**Work to complete**
Report each line below that carries the word "gray".

++++++++++

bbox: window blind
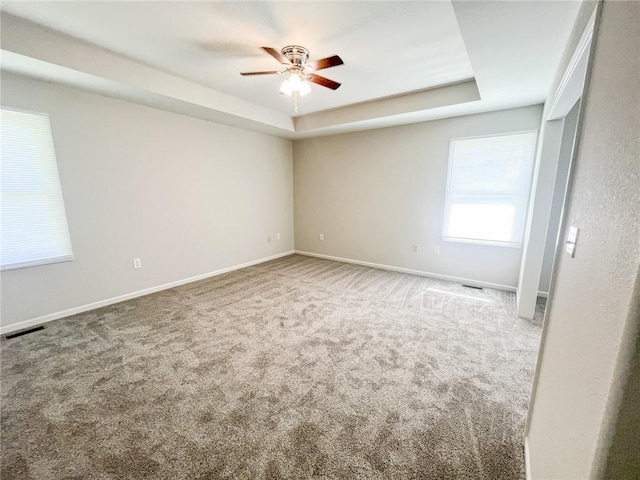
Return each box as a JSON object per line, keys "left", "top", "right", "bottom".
{"left": 1, "top": 107, "right": 73, "bottom": 270}
{"left": 443, "top": 132, "right": 537, "bottom": 247}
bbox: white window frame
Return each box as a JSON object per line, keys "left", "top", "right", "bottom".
{"left": 442, "top": 130, "right": 538, "bottom": 248}
{"left": 1, "top": 106, "right": 74, "bottom": 271}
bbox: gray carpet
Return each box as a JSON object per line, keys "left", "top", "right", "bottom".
{"left": 1, "top": 254, "right": 544, "bottom": 479}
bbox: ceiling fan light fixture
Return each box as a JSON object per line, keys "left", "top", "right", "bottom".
{"left": 280, "top": 71, "right": 311, "bottom": 96}
{"left": 279, "top": 78, "right": 293, "bottom": 96}
{"left": 298, "top": 80, "right": 311, "bottom": 96}
{"left": 288, "top": 72, "right": 302, "bottom": 89}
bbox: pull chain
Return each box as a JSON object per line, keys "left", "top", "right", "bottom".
{"left": 294, "top": 90, "right": 298, "bottom": 114}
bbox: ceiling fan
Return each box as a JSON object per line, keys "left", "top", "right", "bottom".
{"left": 241, "top": 45, "right": 343, "bottom": 96}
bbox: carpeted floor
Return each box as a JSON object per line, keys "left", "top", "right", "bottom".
{"left": 1, "top": 254, "right": 544, "bottom": 479}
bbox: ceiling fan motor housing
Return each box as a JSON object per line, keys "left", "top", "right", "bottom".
{"left": 281, "top": 45, "right": 309, "bottom": 67}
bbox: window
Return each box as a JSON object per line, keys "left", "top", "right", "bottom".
{"left": 443, "top": 131, "right": 537, "bottom": 247}
{"left": 1, "top": 107, "right": 73, "bottom": 270}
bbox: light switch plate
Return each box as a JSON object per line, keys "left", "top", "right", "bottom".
{"left": 565, "top": 226, "right": 579, "bottom": 257}
{"left": 565, "top": 242, "right": 576, "bottom": 257}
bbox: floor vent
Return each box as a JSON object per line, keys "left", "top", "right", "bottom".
{"left": 462, "top": 284, "right": 483, "bottom": 290}
{"left": 5, "top": 326, "right": 45, "bottom": 339}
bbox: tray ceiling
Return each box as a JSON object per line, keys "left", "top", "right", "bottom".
{"left": 0, "top": 1, "right": 583, "bottom": 138}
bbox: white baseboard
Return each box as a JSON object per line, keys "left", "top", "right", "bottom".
{"left": 524, "top": 436, "right": 532, "bottom": 480}
{"left": 1, "top": 250, "right": 295, "bottom": 335}
{"left": 294, "top": 250, "right": 517, "bottom": 293}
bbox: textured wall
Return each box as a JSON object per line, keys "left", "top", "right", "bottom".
{"left": 1, "top": 73, "right": 294, "bottom": 329}
{"left": 592, "top": 270, "right": 640, "bottom": 478}
{"left": 527, "top": 1, "right": 640, "bottom": 478}
{"left": 293, "top": 106, "right": 543, "bottom": 289}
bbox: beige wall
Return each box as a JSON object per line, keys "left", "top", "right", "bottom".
{"left": 592, "top": 270, "right": 640, "bottom": 478}
{"left": 293, "top": 105, "right": 542, "bottom": 289}
{"left": 0, "top": 73, "right": 294, "bottom": 330}
{"left": 527, "top": 1, "right": 640, "bottom": 478}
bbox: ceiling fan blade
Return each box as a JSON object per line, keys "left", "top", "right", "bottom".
{"left": 308, "top": 73, "right": 341, "bottom": 90}
{"left": 240, "top": 71, "right": 280, "bottom": 76}
{"left": 261, "top": 46, "right": 288, "bottom": 64}
{"left": 308, "top": 55, "right": 344, "bottom": 71}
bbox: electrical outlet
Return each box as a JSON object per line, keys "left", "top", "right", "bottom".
{"left": 276, "top": 233, "right": 281, "bottom": 240}
{"left": 433, "top": 245, "right": 441, "bottom": 255}
{"left": 267, "top": 235, "right": 272, "bottom": 243}
{"left": 133, "top": 258, "right": 142, "bottom": 269}
{"left": 413, "top": 244, "right": 419, "bottom": 253}
{"left": 319, "top": 233, "right": 324, "bottom": 241}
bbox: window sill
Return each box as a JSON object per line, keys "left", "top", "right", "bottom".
{"left": 1, "top": 255, "right": 74, "bottom": 272}
{"left": 442, "top": 237, "right": 522, "bottom": 249}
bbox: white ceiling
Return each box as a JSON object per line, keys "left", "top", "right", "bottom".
{"left": 0, "top": 1, "right": 583, "bottom": 138}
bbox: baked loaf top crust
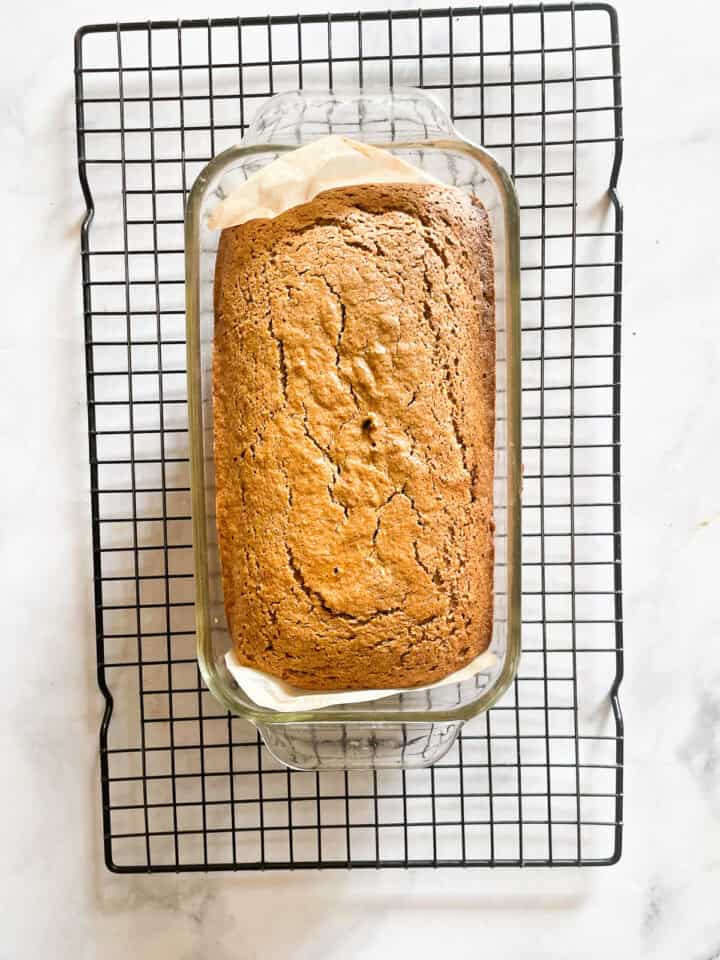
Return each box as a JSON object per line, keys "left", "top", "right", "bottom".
{"left": 213, "top": 182, "right": 495, "bottom": 690}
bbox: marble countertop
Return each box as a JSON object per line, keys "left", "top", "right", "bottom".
{"left": 1, "top": 0, "right": 718, "bottom": 957}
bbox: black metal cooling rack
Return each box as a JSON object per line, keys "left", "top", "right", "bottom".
{"left": 75, "top": 3, "right": 624, "bottom": 872}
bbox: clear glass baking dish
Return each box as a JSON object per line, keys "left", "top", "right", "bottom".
{"left": 185, "top": 89, "right": 521, "bottom": 770}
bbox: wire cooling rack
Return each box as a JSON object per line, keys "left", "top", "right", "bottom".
{"left": 75, "top": 3, "right": 624, "bottom": 871}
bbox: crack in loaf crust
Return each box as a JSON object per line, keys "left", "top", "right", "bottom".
{"left": 213, "top": 183, "right": 495, "bottom": 690}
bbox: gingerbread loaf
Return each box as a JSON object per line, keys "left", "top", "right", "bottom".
{"left": 213, "top": 182, "right": 495, "bottom": 690}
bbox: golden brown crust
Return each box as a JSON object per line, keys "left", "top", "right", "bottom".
{"left": 213, "top": 182, "right": 495, "bottom": 690}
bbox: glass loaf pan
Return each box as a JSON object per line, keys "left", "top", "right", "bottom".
{"left": 185, "top": 89, "right": 521, "bottom": 770}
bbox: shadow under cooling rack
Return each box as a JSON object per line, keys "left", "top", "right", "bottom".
{"left": 75, "top": 3, "right": 624, "bottom": 872}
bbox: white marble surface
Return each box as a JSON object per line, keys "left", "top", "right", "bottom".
{"left": 1, "top": 0, "right": 719, "bottom": 956}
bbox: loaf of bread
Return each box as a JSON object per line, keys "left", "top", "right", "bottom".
{"left": 213, "top": 182, "right": 495, "bottom": 690}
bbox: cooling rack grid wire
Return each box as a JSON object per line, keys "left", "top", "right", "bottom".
{"left": 75, "top": 3, "right": 623, "bottom": 871}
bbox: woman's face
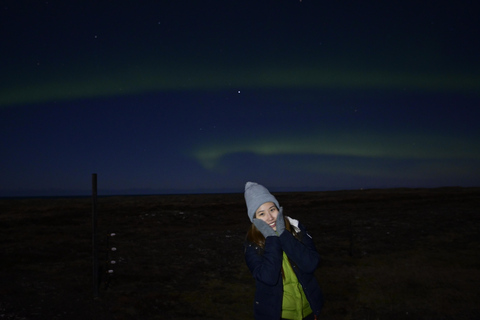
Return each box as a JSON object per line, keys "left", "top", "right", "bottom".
{"left": 255, "top": 202, "right": 279, "bottom": 231}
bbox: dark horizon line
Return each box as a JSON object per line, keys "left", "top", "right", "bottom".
{"left": 1, "top": 185, "right": 477, "bottom": 199}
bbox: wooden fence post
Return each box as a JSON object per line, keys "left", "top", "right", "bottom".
{"left": 92, "top": 173, "right": 99, "bottom": 298}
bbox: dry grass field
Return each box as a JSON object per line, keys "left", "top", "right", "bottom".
{"left": 1, "top": 187, "right": 479, "bottom": 319}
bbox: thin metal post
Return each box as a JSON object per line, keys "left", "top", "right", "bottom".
{"left": 92, "top": 173, "right": 99, "bottom": 298}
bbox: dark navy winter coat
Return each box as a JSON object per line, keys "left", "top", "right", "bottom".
{"left": 244, "top": 221, "right": 324, "bottom": 319}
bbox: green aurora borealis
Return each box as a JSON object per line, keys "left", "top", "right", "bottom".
{"left": 1, "top": 1, "right": 479, "bottom": 195}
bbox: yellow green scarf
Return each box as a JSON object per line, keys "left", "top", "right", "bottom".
{"left": 281, "top": 252, "right": 312, "bottom": 320}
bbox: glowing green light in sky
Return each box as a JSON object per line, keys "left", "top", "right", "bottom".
{"left": 191, "top": 130, "right": 480, "bottom": 171}
{"left": 1, "top": 61, "right": 479, "bottom": 107}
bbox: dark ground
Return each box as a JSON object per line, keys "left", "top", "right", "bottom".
{"left": 1, "top": 187, "right": 479, "bottom": 319}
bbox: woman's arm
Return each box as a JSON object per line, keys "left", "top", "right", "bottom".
{"left": 279, "top": 223, "right": 320, "bottom": 273}
{"left": 244, "top": 236, "right": 283, "bottom": 286}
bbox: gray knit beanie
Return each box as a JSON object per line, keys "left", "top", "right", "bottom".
{"left": 244, "top": 182, "right": 280, "bottom": 222}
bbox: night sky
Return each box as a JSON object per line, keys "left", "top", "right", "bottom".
{"left": 1, "top": 1, "right": 479, "bottom": 196}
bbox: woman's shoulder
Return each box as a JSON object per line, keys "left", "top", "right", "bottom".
{"left": 286, "top": 216, "right": 313, "bottom": 240}
{"left": 286, "top": 216, "right": 301, "bottom": 233}
{"left": 244, "top": 240, "right": 265, "bottom": 256}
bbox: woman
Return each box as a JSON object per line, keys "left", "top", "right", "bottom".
{"left": 244, "top": 182, "right": 324, "bottom": 320}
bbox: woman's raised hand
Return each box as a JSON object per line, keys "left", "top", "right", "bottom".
{"left": 253, "top": 219, "right": 277, "bottom": 238}
{"left": 276, "top": 207, "right": 285, "bottom": 235}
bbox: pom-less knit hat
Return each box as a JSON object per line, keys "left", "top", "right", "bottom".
{"left": 244, "top": 182, "right": 280, "bottom": 222}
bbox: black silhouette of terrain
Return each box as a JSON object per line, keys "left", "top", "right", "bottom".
{"left": 1, "top": 187, "right": 479, "bottom": 319}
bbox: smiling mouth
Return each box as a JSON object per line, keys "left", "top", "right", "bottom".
{"left": 269, "top": 222, "right": 276, "bottom": 228}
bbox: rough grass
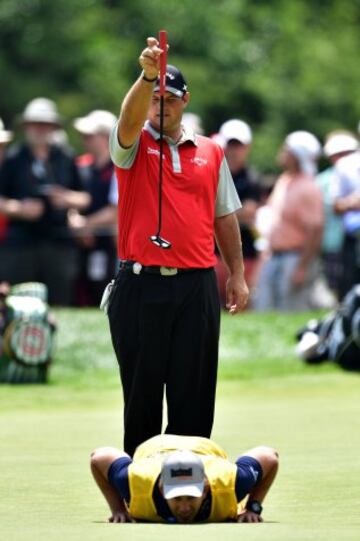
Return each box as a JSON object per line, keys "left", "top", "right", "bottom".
{"left": 49, "top": 308, "right": 335, "bottom": 384}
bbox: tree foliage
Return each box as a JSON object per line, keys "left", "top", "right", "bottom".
{"left": 0, "top": 0, "right": 359, "bottom": 171}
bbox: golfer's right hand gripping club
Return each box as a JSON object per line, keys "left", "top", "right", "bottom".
{"left": 149, "top": 29, "right": 172, "bottom": 250}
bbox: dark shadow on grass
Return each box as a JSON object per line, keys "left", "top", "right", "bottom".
{"left": 91, "top": 520, "right": 280, "bottom": 525}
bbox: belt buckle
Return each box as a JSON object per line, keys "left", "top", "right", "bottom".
{"left": 160, "top": 266, "right": 178, "bottom": 276}
{"left": 132, "top": 262, "right": 142, "bottom": 275}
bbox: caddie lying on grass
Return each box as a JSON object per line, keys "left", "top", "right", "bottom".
{"left": 91, "top": 434, "right": 278, "bottom": 524}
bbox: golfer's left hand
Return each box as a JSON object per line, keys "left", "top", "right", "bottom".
{"left": 226, "top": 275, "right": 249, "bottom": 314}
{"left": 237, "top": 510, "right": 263, "bottom": 523}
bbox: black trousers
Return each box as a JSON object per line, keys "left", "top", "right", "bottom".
{"left": 108, "top": 267, "right": 220, "bottom": 456}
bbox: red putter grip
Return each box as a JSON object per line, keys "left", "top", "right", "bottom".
{"left": 159, "top": 30, "right": 167, "bottom": 96}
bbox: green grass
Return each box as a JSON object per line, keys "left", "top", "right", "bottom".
{"left": 1, "top": 308, "right": 359, "bottom": 541}
{"left": 48, "top": 308, "right": 335, "bottom": 384}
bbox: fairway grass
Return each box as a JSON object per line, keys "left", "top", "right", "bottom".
{"left": 1, "top": 309, "right": 360, "bottom": 540}
{"left": 1, "top": 374, "right": 360, "bottom": 541}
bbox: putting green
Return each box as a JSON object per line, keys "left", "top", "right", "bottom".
{"left": 1, "top": 372, "right": 360, "bottom": 541}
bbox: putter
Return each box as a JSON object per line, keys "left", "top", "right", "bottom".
{"left": 149, "top": 29, "right": 172, "bottom": 250}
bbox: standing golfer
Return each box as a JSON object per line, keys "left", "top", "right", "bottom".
{"left": 107, "top": 35, "right": 248, "bottom": 456}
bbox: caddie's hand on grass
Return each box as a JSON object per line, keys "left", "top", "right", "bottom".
{"left": 237, "top": 510, "right": 263, "bottom": 523}
{"left": 226, "top": 275, "right": 249, "bottom": 314}
{"left": 139, "top": 37, "right": 167, "bottom": 80}
{"left": 109, "top": 510, "right": 135, "bottom": 524}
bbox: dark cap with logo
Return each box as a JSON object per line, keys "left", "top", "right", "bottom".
{"left": 154, "top": 64, "right": 188, "bottom": 98}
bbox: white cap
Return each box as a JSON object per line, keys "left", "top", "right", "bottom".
{"left": 73, "top": 110, "right": 117, "bottom": 135}
{"left": 0, "top": 117, "right": 13, "bottom": 143}
{"left": 285, "top": 130, "right": 321, "bottom": 175}
{"left": 22, "top": 98, "right": 61, "bottom": 125}
{"left": 160, "top": 450, "right": 205, "bottom": 500}
{"left": 218, "top": 119, "right": 252, "bottom": 146}
{"left": 182, "top": 112, "right": 204, "bottom": 135}
{"left": 323, "top": 134, "right": 359, "bottom": 157}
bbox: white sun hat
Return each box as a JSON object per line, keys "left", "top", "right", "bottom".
{"left": 73, "top": 110, "right": 117, "bottom": 135}
{"left": 0, "top": 117, "right": 13, "bottom": 143}
{"left": 22, "top": 98, "right": 61, "bottom": 125}
{"left": 285, "top": 130, "right": 321, "bottom": 175}
{"left": 323, "top": 133, "right": 359, "bottom": 157}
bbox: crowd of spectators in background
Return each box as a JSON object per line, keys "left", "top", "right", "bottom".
{"left": 0, "top": 96, "right": 359, "bottom": 310}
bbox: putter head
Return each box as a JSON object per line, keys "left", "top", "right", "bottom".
{"left": 149, "top": 235, "right": 172, "bottom": 249}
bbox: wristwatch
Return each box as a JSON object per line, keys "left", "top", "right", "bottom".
{"left": 246, "top": 500, "right": 263, "bottom": 515}
{"left": 142, "top": 72, "right": 158, "bottom": 83}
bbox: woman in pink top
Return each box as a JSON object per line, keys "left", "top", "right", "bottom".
{"left": 254, "top": 131, "right": 324, "bottom": 311}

++++++++++

**Task answer**
bbox: gray carpet
bbox: gray knit beanie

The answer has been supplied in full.